- Aufgaben
• a. Wen hat Facebook laut dem Artikel über das Spam-Urteil verklagt?
• b. Gib aus dem Artikel über das Spam-Urteil den Abschnitt von „Foto: PAUL SAKUMA/“ bis „damit eine Gefängnisstrafe.“ wortgetreu aus.

- Ausgewählter Text
Schadensersatz für Facebook Spammer zu 711 Millionen Dollar verurteilt

Theoretisch wurden die Betreiber von Facebook gerade 711 Millionen Dollar reicher: Das ist die Schadensersatzsumme, die ein US-Gericht gegen einen Spammer verhängte, der Facebook mit Werbemüll überflutete. Kläger Facebook und das Gericht hoffen auf eine abschreckende Wirkung des drakonischen Urteils.
Hat gut lachen: Mark Zuckerbergs Facebook ist inzwischen das erfolgreichste Social Network der Welt. Damit das so bleibt, fährt Facebook gegen Spammer die Krallen aus - und erstritt nun vor Gericht einen Schadensersatz von 711 Millionen Dollar gegen einen "Spam-King"

Hat gut lachen: Mark Zuckerbergs Facebook ist inzwischen das erfolgreichste Social Network der Welt. Damit das so bleibt, fährt Facebook gegen Spammer die Krallen aus - und erstritt nun vor Gericht einen Schadensersatz von 711 Millionen Dollar gegen einen "Spam-King"

Foto: PAUL SAKUMA/ AP

Los Angeles - Ein Gericht in Kalifornien hat Facebook eine Entschädigung von 711 Millionen Dollar (481 Millionen Euro) wegen Überflutung mit unerwünschten Werbemails ("Spam") zugesprochen. Facebook hatte einen der prominentesten Spammer im Internet, Sanford Wallace, verklagt, weil dieser sich unerlaubt Zugang zu den Accounts der Nutzer des sozialen Internetnetzwerks verschafft und ihnen unerwünschte Botschaften zugesandt habe. Wie Facebook am Donnerstag weiter mitteilte, verwies die Justiz in San Jose den Fall außerdem wegen Missachtung des Gerichts an die Staatsanwaltschaft. Wallace droht damit eine Gefängnisstrafe.

- Datenteil
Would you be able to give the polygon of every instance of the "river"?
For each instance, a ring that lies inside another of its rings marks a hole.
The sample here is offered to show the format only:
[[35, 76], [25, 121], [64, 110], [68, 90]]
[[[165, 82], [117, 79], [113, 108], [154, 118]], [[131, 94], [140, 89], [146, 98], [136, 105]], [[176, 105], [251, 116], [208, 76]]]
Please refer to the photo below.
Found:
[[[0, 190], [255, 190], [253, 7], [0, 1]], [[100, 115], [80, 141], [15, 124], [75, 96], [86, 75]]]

- Schriftliche Antworten
• a. Sanford Wallace, einen der prominentesten Spammer im Internet.

• b.
Foto: PAUL SAKUMA/ AP

Los Angeles - Ein Gericht in Kalifornien hat Facebook eine Entschädigung von 711 Millionen Dollar (481 Millionen Euro) wegen Überflutung mit unerwünschten Werbemails ("Spam") zugesprochen. Facebook hatte einen der prominentesten Spammer im Internet, Sanford Wallace, verklagt, weil dieser sich unerlaubt Zugang zu den Accounts der Nutzer des sozialen Internetnetzwerks verschafft und ihnen unerwünschte Botschaften zugesandt habe. Wie Facebook am Donnerstag weiter mitteilte, verwies die Justiz in San Jose den Fall außerdem wegen Missachtung des Gerichts an die Staatsanwaltschaft. Wallace droht damit eine Gefängnisstrafe.